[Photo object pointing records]
=======

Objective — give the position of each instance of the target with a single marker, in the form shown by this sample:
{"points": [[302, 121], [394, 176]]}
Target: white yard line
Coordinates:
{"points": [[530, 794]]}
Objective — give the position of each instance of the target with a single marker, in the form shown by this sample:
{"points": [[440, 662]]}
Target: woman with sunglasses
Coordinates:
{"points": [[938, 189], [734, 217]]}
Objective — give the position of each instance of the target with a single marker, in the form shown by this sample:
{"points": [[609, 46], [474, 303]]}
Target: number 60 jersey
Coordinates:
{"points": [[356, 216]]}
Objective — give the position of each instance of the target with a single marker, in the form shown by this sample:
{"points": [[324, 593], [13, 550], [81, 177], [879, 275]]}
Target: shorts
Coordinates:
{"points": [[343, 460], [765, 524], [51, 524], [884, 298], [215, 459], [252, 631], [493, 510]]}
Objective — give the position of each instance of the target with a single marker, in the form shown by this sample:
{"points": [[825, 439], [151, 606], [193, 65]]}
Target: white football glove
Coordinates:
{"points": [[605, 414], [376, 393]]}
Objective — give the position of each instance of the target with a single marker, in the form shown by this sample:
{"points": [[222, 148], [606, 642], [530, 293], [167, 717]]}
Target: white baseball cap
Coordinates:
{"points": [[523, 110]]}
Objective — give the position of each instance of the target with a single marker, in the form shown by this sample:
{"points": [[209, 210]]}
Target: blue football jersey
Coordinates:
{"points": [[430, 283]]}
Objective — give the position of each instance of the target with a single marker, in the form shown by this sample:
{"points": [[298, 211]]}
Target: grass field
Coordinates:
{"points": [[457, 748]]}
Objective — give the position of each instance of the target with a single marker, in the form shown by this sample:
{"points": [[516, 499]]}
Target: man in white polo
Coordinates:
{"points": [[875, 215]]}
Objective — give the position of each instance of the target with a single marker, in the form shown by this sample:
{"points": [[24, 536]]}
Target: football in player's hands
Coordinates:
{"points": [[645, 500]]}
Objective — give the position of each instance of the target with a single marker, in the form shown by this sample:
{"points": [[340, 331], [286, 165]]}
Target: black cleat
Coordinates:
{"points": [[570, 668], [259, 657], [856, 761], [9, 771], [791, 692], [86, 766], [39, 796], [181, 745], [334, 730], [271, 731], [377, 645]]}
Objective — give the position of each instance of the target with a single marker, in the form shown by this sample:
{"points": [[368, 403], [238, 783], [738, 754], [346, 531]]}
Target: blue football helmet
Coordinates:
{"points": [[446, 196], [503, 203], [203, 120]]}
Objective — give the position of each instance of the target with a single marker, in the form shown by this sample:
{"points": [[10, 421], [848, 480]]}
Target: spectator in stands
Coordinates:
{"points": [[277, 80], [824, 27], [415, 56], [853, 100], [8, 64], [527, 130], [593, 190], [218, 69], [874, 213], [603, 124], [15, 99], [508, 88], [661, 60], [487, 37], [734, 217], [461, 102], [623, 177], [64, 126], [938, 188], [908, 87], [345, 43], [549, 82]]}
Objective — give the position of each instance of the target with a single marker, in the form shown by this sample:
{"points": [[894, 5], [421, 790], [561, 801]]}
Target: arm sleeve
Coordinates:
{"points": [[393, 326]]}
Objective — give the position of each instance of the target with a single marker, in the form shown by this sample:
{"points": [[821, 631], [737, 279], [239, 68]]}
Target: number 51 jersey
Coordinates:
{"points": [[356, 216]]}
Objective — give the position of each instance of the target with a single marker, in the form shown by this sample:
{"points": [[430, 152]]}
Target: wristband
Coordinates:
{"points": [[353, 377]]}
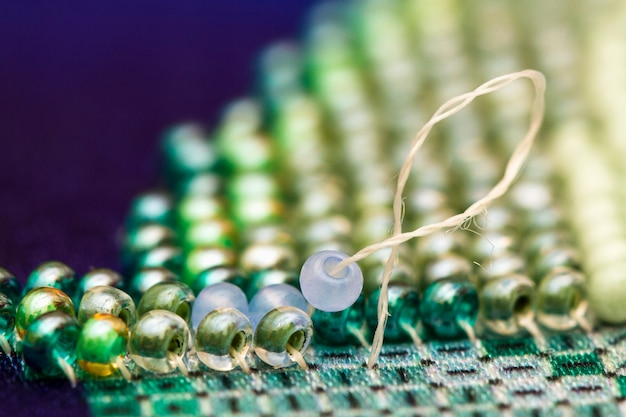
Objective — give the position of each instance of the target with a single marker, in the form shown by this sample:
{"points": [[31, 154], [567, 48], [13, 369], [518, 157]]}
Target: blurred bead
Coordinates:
{"points": [[102, 344], [107, 300], [49, 345], [52, 274], [158, 341], [281, 330], [10, 286], [259, 257], [447, 306], [561, 298], [40, 301], [175, 297], [507, 301], [146, 278], [328, 292], [403, 308]]}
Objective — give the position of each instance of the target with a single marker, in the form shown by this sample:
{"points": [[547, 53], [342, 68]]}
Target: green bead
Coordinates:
{"points": [[52, 274], [102, 344], [107, 300], [216, 275], [506, 302], [158, 341], [10, 286], [447, 305], [146, 278], [403, 308], [279, 328], [50, 341], [175, 297], [223, 334], [38, 302], [341, 327], [561, 296]]}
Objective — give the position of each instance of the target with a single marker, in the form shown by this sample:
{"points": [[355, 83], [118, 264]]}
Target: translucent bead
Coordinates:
{"points": [[38, 302], [107, 300], [102, 345], [146, 278], [328, 292], [404, 312], [49, 345], [282, 336], [158, 341], [561, 299], [52, 274], [448, 307], [223, 338], [506, 303], [341, 327], [218, 274], [10, 286], [273, 296], [175, 297]]}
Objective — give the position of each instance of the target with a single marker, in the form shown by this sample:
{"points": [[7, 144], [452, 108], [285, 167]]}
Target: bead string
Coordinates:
{"points": [[512, 170]]}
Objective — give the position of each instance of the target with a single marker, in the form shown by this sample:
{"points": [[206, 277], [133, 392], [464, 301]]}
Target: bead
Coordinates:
{"points": [[175, 297], [146, 278], [52, 274], [107, 300], [341, 327], [223, 339], [39, 301], [273, 296], [328, 292], [158, 341], [561, 298], [102, 345], [404, 312], [282, 336], [219, 274], [447, 307], [222, 295], [506, 302], [10, 286], [49, 345]]}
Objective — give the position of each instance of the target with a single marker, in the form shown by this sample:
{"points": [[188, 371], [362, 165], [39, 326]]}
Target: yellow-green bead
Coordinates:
{"points": [[101, 344], [38, 302], [158, 341], [108, 300], [175, 297]]}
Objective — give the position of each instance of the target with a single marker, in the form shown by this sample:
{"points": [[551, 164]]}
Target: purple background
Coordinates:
{"points": [[85, 90]]}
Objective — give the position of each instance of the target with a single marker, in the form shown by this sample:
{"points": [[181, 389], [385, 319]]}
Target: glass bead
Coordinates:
{"points": [[52, 274], [146, 278], [403, 308], [38, 302], [447, 306], [102, 344], [171, 296], [341, 327], [222, 295], [279, 333], [158, 341], [561, 298], [506, 302], [274, 296], [223, 339], [328, 292], [219, 274], [49, 344], [263, 256], [107, 300], [10, 286]]}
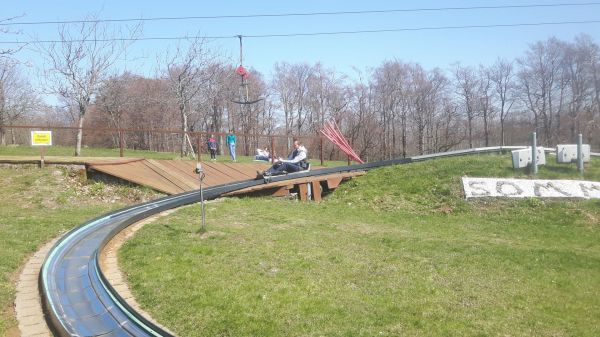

=======

* _Short exercise_
Find each line that contains the word "number" and copy it out in full.

* _Output of the exercise_
Target: number 60 jersey
Target: number 51 jersey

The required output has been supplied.